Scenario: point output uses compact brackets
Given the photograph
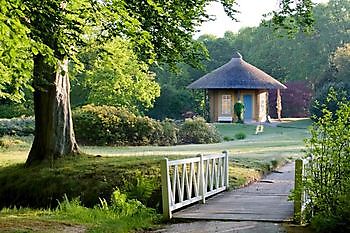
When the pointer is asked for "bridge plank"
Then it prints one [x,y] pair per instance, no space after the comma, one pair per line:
[266,200]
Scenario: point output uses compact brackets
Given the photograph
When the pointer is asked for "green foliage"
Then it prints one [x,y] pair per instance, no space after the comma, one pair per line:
[107,125]
[239,111]
[86,178]
[118,215]
[118,74]
[15,110]
[328,177]
[198,131]
[328,98]
[170,133]
[7,142]
[17,126]
[227,138]
[301,57]
[334,81]
[240,136]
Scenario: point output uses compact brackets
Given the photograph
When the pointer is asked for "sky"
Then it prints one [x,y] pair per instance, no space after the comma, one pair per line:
[250,16]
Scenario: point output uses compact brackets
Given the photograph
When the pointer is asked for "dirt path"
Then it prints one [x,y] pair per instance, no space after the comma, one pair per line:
[232,227]
[265,200]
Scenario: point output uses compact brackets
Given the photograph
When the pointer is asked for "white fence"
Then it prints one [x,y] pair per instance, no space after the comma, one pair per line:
[191,180]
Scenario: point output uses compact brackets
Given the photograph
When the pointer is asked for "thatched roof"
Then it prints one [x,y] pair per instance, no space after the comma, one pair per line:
[237,74]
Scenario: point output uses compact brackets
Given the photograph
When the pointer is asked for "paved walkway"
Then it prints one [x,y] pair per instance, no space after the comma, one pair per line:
[264,201]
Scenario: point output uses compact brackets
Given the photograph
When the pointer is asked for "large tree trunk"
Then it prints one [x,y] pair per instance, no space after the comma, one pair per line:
[54,135]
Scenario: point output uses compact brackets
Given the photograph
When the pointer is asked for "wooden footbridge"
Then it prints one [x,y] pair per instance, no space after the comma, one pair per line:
[194,180]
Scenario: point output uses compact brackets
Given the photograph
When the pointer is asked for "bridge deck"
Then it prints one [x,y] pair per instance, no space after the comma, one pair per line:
[266,200]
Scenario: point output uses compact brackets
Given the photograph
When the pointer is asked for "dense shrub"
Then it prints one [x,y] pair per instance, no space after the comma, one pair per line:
[240,136]
[86,178]
[198,131]
[169,133]
[296,100]
[328,177]
[337,90]
[17,126]
[107,125]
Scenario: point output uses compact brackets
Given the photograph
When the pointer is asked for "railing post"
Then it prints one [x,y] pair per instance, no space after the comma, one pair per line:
[202,182]
[298,190]
[164,169]
[226,170]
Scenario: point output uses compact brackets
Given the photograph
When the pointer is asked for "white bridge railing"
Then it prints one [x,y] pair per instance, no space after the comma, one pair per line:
[186,181]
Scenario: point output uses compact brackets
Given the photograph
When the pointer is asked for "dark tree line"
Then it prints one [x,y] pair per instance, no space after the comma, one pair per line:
[304,58]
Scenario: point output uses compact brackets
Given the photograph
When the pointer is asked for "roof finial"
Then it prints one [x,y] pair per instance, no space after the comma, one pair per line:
[237,55]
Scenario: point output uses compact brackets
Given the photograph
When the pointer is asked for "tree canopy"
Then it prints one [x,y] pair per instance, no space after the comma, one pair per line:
[300,57]
[39,37]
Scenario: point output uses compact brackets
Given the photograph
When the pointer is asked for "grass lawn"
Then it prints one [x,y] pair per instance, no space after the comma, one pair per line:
[133,170]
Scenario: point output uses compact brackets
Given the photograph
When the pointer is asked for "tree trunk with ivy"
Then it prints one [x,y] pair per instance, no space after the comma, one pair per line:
[54,135]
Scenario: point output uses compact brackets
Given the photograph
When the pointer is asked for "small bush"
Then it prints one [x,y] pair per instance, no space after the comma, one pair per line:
[17,126]
[6,142]
[170,133]
[198,131]
[328,176]
[227,138]
[240,136]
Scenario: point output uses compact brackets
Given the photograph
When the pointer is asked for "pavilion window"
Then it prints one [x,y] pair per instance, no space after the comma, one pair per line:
[226,105]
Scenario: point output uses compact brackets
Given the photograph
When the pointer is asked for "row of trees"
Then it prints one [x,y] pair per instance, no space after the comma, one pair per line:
[311,59]
[40,39]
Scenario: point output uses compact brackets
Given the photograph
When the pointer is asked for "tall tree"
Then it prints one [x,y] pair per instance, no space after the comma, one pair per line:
[52,31]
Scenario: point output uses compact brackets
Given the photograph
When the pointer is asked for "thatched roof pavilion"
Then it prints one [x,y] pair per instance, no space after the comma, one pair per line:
[236,81]
[237,74]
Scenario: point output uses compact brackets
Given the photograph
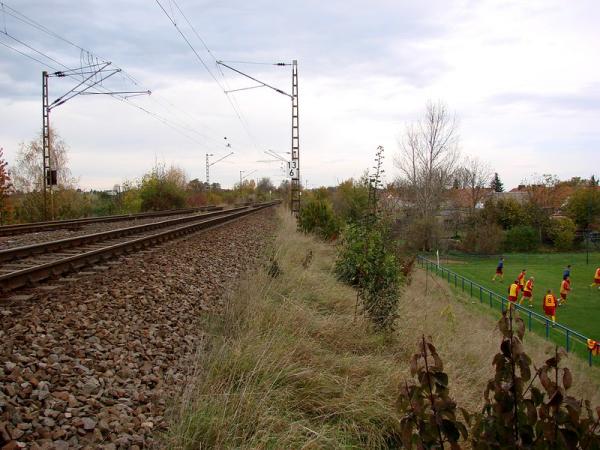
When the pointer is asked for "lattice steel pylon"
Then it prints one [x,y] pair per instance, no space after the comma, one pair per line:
[87,77]
[295,192]
[47,164]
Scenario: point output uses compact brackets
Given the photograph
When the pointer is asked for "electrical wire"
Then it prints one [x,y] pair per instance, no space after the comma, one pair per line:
[93,60]
[234,106]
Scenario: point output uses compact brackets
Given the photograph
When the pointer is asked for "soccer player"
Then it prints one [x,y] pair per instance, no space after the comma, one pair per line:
[550,305]
[499,270]
[528,292]
[513,293]
[596,279]
[521,278]
[565,287]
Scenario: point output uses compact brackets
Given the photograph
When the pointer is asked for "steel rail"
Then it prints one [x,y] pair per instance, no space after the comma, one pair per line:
[9,230]
[25,251]
[29,275]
________________________________________
Aim of the exercise:
Note how many lines of the material contain the string "railing". Then report that number by itself.

Output below:
2